[begin PROVIDED INFORMATION]

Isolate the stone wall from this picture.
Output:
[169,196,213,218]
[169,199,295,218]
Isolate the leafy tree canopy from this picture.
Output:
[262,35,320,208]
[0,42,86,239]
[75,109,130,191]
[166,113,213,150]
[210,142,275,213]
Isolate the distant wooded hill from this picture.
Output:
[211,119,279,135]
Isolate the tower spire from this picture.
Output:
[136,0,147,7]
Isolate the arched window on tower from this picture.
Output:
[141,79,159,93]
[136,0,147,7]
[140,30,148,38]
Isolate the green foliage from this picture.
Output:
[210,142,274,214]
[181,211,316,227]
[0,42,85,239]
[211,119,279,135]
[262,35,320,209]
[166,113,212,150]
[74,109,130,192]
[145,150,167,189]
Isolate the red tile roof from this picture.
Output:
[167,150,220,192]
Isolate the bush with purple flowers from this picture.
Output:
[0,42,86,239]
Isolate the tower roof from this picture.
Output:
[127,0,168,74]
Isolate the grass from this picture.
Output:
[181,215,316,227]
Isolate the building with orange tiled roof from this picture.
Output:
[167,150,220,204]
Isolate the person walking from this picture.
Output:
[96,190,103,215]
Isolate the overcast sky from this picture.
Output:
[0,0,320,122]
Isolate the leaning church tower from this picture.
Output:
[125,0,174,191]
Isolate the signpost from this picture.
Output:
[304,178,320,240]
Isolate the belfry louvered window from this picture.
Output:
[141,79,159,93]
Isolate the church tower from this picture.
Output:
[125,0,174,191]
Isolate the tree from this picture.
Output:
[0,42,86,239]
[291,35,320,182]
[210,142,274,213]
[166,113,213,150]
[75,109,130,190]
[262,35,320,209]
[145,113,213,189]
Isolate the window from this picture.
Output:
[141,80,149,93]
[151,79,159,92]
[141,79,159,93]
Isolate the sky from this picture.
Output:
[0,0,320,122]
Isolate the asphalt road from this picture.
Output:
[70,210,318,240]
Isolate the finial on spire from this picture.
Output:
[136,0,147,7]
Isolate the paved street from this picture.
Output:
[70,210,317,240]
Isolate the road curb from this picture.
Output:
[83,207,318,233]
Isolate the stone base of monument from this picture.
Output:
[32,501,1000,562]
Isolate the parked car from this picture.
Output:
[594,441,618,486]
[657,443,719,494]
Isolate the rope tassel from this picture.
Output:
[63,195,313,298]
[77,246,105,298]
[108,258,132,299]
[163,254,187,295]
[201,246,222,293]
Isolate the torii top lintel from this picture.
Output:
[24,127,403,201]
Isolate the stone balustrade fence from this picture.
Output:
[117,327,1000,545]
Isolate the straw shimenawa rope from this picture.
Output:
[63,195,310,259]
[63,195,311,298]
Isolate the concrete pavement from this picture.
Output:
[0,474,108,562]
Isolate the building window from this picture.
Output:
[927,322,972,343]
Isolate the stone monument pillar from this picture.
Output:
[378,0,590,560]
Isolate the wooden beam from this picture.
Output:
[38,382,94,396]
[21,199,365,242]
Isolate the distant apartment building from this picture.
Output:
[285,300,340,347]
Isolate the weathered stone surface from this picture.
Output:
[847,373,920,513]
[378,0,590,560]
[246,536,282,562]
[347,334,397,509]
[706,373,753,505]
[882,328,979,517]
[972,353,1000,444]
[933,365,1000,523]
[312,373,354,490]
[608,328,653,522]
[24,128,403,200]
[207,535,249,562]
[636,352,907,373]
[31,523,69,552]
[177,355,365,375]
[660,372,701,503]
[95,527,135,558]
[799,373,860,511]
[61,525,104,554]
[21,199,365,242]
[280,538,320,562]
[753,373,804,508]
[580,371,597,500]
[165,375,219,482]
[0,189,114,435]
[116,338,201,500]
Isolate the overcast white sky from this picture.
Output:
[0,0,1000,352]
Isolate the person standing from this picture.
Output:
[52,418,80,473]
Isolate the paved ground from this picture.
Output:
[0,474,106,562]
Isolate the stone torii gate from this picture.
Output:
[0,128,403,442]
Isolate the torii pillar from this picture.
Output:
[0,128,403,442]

[end PROVIDED INFORMATION]
[begin PROVIDED INFORMATION]

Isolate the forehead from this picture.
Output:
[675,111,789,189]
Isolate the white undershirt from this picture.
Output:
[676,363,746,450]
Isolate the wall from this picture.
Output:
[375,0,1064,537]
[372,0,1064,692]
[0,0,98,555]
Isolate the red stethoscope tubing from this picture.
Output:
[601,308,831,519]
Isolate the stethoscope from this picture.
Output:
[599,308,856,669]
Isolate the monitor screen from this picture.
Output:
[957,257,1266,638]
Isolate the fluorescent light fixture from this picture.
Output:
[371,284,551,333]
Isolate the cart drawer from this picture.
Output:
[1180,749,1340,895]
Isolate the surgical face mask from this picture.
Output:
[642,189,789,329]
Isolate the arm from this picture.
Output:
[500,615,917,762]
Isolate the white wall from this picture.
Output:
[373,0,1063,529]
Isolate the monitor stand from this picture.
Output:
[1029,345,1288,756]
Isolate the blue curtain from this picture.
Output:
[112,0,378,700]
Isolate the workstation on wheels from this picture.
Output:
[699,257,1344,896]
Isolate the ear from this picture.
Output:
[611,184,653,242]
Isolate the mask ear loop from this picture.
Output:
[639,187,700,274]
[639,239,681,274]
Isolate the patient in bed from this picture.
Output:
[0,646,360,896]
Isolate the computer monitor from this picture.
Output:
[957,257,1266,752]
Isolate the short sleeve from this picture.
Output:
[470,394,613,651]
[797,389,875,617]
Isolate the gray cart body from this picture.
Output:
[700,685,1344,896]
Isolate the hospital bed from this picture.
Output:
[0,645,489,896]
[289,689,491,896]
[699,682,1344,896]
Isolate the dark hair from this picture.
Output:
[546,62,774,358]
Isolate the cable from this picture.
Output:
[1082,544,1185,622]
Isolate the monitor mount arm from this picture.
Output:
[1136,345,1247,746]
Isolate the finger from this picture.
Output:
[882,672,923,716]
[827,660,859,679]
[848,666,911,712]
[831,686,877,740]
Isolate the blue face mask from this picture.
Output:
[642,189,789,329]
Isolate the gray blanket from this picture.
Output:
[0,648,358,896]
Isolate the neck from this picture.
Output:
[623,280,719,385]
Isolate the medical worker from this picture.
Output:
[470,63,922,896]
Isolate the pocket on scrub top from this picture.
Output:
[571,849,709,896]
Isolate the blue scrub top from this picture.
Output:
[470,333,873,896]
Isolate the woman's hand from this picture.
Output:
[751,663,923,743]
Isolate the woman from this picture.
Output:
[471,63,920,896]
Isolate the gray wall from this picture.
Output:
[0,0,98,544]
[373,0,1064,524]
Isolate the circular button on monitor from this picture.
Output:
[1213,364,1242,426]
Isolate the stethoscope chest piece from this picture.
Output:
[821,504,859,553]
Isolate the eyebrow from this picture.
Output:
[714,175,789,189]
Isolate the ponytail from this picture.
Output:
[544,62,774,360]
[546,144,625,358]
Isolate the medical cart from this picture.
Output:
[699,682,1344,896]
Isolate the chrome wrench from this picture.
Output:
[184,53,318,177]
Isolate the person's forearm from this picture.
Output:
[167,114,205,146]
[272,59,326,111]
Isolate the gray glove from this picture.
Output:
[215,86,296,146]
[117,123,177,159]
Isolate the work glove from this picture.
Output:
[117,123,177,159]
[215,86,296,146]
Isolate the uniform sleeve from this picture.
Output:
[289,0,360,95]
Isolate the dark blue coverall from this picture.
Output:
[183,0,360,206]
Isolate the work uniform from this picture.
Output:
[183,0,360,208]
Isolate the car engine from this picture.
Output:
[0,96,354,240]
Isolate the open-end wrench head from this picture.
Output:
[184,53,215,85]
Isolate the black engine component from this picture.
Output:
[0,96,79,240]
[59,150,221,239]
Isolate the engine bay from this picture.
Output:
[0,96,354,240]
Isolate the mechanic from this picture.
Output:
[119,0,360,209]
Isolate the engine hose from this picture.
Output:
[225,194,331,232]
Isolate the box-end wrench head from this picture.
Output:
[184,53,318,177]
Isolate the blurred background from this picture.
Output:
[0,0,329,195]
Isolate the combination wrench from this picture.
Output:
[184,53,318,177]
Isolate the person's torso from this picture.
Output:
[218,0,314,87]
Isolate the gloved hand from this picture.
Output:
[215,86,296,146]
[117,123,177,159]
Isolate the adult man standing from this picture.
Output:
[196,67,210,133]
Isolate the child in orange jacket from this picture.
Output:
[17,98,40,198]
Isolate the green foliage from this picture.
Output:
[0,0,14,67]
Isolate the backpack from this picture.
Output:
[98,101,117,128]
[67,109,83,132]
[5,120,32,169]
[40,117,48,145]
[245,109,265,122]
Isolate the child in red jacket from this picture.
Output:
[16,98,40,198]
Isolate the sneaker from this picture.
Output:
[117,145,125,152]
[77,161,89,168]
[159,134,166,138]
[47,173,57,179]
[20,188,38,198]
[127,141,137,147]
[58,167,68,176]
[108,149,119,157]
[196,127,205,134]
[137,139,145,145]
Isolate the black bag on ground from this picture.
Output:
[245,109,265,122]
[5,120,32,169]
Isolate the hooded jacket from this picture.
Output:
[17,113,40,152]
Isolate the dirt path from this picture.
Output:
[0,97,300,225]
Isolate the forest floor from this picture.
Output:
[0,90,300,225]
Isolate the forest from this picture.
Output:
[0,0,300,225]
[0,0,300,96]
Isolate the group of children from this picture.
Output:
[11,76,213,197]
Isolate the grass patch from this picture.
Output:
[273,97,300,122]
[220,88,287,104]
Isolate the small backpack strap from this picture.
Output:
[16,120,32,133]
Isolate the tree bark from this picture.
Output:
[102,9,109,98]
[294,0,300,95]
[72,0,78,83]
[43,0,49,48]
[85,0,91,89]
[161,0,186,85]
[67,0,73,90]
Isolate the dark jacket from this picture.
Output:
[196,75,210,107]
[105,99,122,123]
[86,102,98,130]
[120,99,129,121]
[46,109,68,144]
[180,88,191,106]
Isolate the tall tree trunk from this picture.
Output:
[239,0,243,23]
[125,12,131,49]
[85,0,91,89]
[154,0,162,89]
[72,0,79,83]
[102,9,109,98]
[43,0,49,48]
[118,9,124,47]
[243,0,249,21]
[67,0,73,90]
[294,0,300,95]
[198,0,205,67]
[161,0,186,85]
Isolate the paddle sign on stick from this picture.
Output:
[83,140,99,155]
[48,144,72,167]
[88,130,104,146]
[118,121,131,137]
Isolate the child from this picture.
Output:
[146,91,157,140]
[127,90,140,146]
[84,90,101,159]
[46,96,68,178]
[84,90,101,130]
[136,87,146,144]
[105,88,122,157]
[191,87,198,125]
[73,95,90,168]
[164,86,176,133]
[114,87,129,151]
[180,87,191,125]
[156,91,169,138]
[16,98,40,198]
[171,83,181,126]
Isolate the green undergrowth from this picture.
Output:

[end PROVIDED INFORMATION]

*DIRECTION*:
Could you scale the rows above, from the line containing "Isolate the stone wall from this picture." through the line containing "[140,30,148,38]", and give all of those lines again? Keep the request lines as they are, multiply every bounding-box coordinate in the answers by 0.2, and round each result to a whole number, with halves rounding up.

*REPLY TO THE TASK*:
Isolate the stone wall from this picture.
Output:
[34,39,43,44]
[34,40,59,44]
Isolate the leafy tree canopy from this picture.
Output:
[52,7,64,42]
[0,8,17,48]
[15,22,26,38]
[33,23,43,30]
[42,28,55,43]
Isolate the distant wooded hill from this picture.
Output:
[42,24,56,27]
Isolate the tower spire from this picture.
Output:
[27,0,29,1]
Isolate the arched window on tower from this picture.
Output:
[28,16,32,19]
[27,0,29,1]
[28,6,30,8]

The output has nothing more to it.